━━ RECORDS FOR THE EXERCISE

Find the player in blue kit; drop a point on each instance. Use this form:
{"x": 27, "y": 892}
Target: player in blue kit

━━━━
━━ RECORDS FOR THE EXERCISE

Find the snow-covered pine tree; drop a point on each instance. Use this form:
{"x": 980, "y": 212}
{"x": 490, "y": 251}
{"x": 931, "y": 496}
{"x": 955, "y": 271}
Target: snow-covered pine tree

━━━━
━━ RECORDS FOR THE EXERCISE

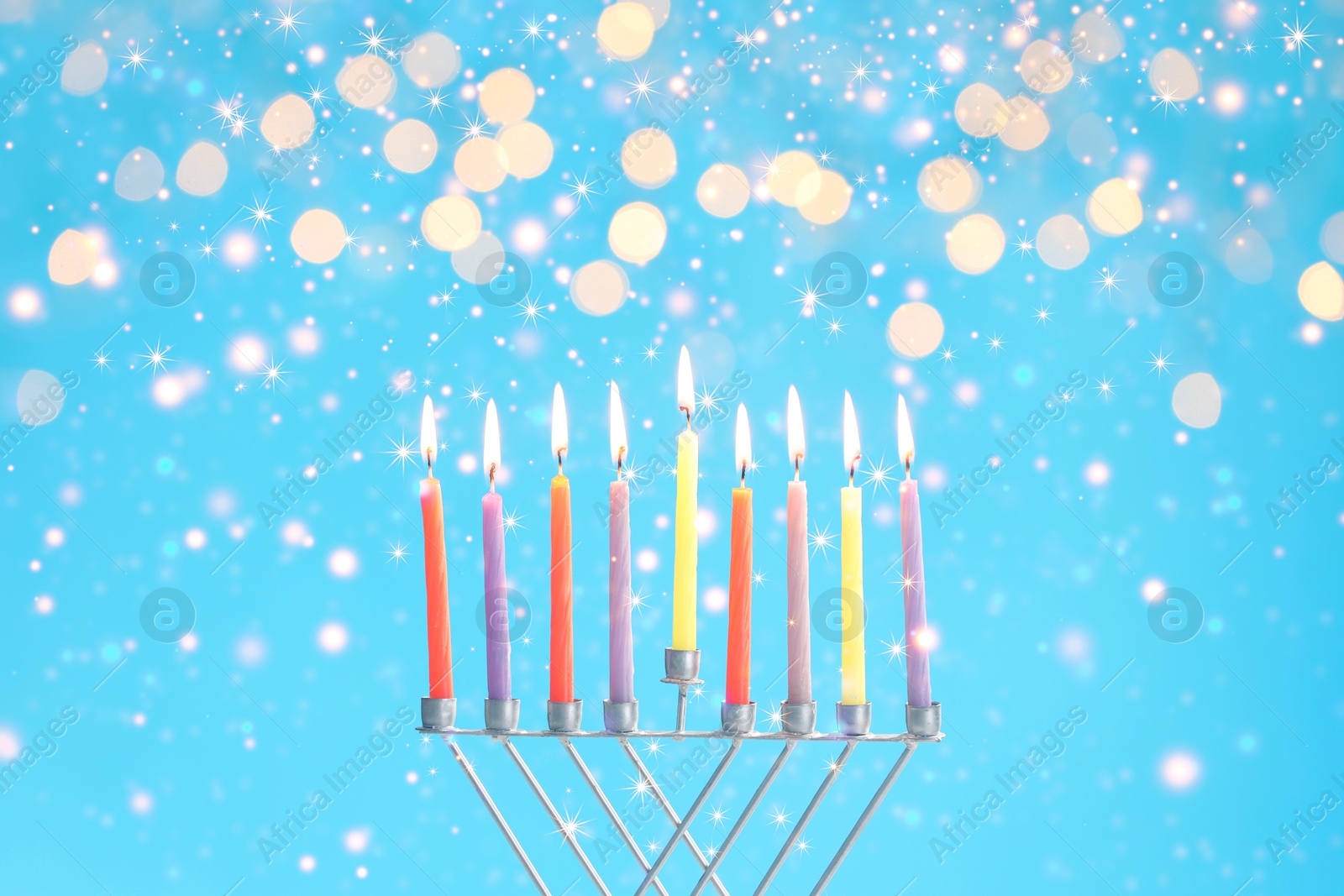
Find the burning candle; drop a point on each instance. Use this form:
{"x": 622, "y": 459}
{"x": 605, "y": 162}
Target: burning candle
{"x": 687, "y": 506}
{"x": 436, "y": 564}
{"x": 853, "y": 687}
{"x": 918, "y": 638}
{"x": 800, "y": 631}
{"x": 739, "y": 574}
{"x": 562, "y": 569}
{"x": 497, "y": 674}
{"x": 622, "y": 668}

━━━━

TASK TO COMPLETE |
Reproduce, word for word, the lines in the items above starting at the line containing "Find the player" and ending at the line containing "Target: player in blue kit", including both of those lines. Output only those lines.

FINISHED TASK |
Find the player in blue kit; drop a point on each instance. Use this form:
{"x": 27, "y": 892}
Target: player in blue kit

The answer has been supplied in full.